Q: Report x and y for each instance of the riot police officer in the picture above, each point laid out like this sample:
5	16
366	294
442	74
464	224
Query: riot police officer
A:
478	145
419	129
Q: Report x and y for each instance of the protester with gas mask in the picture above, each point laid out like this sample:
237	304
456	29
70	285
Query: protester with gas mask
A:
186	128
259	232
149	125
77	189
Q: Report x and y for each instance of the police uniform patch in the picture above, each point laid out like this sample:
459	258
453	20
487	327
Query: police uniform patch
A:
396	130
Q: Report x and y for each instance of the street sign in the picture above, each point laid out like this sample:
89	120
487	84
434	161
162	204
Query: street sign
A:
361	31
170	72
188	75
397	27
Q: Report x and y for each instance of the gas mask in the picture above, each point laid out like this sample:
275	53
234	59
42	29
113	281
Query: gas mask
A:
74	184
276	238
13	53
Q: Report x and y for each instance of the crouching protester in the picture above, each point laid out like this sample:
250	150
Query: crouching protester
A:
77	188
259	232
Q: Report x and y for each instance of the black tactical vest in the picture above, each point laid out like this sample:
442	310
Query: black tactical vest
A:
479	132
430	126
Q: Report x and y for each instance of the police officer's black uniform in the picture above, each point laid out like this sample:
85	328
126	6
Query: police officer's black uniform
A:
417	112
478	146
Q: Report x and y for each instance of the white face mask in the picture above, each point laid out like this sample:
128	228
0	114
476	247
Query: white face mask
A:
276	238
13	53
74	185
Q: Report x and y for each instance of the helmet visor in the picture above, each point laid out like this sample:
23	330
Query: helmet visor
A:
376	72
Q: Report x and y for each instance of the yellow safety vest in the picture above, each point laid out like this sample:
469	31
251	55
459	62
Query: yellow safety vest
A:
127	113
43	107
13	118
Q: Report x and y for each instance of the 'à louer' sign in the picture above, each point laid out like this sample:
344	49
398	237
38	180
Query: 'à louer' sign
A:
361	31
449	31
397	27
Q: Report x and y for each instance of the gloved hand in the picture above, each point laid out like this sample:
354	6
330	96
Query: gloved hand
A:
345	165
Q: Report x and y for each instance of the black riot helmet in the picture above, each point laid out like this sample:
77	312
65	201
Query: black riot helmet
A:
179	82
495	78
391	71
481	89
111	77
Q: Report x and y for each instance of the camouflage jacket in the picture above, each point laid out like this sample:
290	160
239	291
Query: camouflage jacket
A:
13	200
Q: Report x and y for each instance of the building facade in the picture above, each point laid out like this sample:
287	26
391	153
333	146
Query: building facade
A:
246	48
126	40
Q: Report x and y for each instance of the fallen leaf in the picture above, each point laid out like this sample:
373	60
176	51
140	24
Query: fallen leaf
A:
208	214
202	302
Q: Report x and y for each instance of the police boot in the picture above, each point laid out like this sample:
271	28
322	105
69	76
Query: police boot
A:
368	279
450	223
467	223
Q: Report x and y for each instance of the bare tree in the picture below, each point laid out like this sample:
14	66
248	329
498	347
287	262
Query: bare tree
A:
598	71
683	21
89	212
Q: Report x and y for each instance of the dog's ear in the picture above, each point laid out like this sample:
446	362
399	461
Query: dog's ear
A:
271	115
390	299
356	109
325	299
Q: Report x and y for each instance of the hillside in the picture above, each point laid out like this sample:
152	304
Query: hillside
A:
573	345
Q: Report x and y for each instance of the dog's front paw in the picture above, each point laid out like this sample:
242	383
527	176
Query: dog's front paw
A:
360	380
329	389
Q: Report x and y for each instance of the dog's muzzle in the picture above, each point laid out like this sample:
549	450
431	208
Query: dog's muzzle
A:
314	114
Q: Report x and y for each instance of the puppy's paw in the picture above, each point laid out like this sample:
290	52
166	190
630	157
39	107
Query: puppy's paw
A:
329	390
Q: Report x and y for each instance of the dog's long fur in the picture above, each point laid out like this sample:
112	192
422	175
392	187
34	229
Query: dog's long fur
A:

- What you should do
Whenever a line in the listing above includes the word "jacket", return that line.

- Your solution
Q: Report x and y for each instance of the camouflage jacket in the picture above, each point laid out like this sample:
Query: camouflage jacket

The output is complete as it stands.